Given data =>
· · ·
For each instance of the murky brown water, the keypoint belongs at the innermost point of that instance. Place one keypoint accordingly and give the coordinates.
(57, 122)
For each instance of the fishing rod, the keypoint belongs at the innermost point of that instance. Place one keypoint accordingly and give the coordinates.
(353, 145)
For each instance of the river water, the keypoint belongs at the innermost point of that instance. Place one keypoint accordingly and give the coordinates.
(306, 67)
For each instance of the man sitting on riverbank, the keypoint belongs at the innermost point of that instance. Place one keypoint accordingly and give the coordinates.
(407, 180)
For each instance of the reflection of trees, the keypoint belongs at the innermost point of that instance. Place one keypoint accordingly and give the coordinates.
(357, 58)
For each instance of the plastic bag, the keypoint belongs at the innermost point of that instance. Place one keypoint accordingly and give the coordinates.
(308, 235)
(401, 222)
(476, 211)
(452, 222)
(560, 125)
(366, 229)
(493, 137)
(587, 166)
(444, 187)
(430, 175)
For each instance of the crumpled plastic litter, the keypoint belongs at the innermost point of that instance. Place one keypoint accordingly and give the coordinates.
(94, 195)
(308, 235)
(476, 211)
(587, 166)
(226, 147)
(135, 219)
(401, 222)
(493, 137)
· · ·
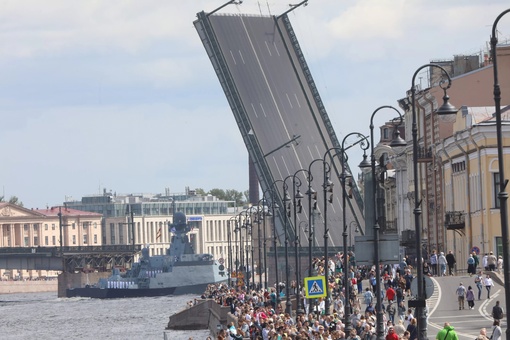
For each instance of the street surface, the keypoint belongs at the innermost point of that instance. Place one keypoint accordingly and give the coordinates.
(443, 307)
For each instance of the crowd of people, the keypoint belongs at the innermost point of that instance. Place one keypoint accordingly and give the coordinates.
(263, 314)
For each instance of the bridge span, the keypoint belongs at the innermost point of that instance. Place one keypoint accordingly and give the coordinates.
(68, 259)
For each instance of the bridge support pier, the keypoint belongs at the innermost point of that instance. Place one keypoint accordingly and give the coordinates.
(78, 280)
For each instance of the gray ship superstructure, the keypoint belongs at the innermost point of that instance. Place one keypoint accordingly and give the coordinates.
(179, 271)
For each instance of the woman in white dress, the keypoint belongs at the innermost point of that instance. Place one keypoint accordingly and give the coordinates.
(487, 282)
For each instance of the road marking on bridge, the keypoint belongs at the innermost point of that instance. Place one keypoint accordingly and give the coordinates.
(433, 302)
· · ·
Directions for this task => Show every line from the items above that contains the word "bridge".

Solution for this exercise =>
For each instance of the bridge span, the keypoint belongs at the innermost point of that instance. Place one keypoint accordingly and give the coordinates.
For each instance of the bridge support pier, the keypoint belongs at the innermost point of that instance. Place one keypoint accordingly and give the coordinates.
For each instance of the road marking on bridge, the keypoint belongs at the innermost point of that instance. Place one keypoint accordingly and give the coordinates.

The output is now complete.